### Work required
Please reproduce all of the listing below exactly and drop its images.

☆ ☆ ☆

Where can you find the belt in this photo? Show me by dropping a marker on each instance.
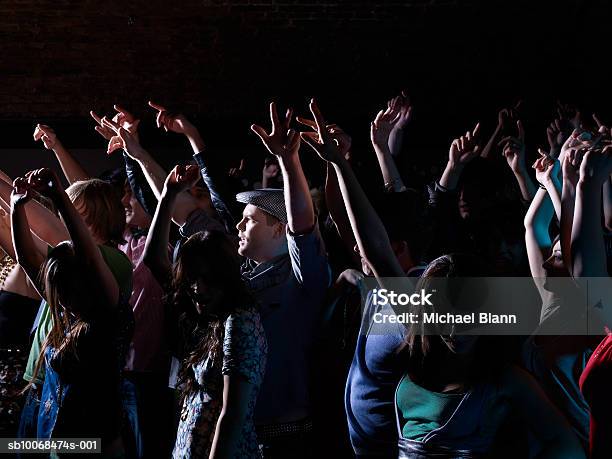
(272, 431)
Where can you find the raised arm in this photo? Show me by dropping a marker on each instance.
(380, 131)
(71, 168)
(46, 183)
(41, 220)
(333, 195)
(154, 173)
(284, 143)
(25, 252)
(462, 151)
(588, 247)
(211, 167)
(155, 254)
(369, 231)
(401, 104)
(570, 166)
(504, 117)
(136, 179)
(548, 177)
(537, 220)
(514, 152)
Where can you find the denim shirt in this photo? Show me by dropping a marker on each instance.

☆ ☆ ☆

### Result of the exercise
Where can you find the belt in this photo? Show me by dropping a marker on each instance.
(272, 431)
Where can you find the raised arm in this photo? Show me by dropping a marker on each instance.
(380, 131)
(71, 168)
(46, 183)
(41, 220)
(333, 195)
(154, 173)
(284, 143)
(25, 252)
(462, 151)
(588, 247)
(211, 167)
(155, 254)
(369, 231)
(401, 104)
(570, 166)
(504, 117)
(136, 179)
(548, 177)
(537, 220)
(514, 152)
Where can you find the denim shirt in this photo? Show me by dropping a marker on each instance.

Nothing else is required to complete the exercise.